PROBLEM REQUIREMENTS: Which lines of the material below contain the string "instances"? Show each one in full.

RECORDS SHOWN:

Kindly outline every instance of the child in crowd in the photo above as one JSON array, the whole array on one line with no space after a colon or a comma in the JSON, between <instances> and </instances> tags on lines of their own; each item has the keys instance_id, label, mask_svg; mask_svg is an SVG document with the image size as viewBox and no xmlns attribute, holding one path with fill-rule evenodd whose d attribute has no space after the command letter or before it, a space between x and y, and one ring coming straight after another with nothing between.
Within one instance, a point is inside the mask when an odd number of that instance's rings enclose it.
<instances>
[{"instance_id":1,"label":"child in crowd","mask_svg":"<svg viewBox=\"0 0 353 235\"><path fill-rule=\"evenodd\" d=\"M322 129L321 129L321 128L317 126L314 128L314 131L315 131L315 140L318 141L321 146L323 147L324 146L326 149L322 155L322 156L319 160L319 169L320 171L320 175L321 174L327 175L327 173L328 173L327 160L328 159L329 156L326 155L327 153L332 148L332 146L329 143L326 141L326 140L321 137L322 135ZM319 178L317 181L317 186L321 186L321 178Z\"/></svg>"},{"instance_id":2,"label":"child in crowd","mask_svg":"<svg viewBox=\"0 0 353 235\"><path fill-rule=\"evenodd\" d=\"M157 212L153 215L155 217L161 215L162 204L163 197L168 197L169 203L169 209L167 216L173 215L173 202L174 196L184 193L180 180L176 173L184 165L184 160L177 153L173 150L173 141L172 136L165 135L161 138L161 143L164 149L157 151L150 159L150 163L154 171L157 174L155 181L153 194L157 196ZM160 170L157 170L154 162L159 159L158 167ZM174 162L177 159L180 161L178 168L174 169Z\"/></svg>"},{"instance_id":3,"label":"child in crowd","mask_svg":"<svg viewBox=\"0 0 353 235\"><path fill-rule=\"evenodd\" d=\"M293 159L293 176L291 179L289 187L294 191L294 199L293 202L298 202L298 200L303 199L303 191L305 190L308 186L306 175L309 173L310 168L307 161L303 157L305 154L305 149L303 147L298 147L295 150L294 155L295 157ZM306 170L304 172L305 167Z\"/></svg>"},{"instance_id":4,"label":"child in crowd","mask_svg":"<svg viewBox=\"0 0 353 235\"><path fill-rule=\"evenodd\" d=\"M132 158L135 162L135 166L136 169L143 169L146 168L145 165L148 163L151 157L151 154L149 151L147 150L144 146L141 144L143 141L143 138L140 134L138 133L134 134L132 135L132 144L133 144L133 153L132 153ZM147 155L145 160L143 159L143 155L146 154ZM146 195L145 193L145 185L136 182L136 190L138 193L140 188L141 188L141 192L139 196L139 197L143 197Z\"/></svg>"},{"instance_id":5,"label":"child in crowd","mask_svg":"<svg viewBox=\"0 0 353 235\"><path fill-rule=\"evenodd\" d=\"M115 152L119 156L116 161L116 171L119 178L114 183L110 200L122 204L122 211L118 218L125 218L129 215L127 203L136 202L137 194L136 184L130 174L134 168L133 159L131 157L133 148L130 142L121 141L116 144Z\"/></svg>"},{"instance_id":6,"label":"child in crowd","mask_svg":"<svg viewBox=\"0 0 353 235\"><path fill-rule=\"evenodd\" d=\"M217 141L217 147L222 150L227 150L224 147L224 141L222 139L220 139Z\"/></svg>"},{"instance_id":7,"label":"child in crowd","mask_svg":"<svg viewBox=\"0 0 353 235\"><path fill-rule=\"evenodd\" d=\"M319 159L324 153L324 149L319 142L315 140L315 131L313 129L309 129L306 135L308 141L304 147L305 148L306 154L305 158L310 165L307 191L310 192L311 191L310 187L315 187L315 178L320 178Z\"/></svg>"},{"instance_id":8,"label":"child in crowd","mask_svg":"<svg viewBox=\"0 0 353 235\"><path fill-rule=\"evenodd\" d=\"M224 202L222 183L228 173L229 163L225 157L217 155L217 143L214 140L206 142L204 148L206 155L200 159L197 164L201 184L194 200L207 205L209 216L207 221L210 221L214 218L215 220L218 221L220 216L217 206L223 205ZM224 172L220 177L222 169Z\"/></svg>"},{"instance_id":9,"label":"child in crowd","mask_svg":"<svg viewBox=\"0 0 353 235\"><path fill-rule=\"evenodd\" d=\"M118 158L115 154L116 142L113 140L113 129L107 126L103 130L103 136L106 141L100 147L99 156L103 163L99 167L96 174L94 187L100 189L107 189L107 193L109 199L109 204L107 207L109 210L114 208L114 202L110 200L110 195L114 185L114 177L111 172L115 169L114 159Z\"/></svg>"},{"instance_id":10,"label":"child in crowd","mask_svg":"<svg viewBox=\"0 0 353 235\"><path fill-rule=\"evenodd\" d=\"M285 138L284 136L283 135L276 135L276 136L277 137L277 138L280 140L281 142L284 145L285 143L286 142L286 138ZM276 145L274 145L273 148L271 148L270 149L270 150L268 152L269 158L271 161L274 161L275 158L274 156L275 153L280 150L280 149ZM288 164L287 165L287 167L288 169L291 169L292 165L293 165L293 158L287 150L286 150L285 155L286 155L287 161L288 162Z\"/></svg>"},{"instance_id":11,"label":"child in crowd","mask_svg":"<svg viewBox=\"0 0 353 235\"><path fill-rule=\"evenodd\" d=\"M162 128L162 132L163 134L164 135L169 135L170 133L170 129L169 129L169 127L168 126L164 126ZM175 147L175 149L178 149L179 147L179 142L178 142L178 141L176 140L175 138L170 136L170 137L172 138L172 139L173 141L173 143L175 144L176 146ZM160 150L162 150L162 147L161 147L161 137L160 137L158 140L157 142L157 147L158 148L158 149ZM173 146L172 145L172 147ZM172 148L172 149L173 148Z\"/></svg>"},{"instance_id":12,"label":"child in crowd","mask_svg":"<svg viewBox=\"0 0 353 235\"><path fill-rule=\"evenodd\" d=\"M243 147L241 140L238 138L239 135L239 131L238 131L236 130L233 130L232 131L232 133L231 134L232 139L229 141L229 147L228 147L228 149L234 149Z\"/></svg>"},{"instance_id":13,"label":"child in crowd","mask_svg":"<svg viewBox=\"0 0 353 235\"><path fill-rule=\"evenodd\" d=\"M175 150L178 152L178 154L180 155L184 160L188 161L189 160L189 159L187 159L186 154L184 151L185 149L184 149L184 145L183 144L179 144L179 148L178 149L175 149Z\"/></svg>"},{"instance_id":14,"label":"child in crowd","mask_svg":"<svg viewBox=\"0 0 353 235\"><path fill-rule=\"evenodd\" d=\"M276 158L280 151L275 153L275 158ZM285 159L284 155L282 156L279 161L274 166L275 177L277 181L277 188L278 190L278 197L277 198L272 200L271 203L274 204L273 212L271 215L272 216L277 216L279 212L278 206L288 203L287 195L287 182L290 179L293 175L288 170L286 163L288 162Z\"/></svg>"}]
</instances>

EXPECTED ANSWER:
Kindly outline every instance of the child in crowd in the photo above as one JSON array, the whole array on one line with no space after a colon or a comma in the JSON, between <instances> and </instances> tags on lines of their own; each item has the keys instance_id, label, mask_svg; mask_svg is an SVG document with the image size as viewBox and no xmlns attribute, holding one path with fill-rule evenodd whose d attribute has no space after the command letter or before it, a space between x and y, and one ring coming straight after another with nothing between.
<instances>
</instances>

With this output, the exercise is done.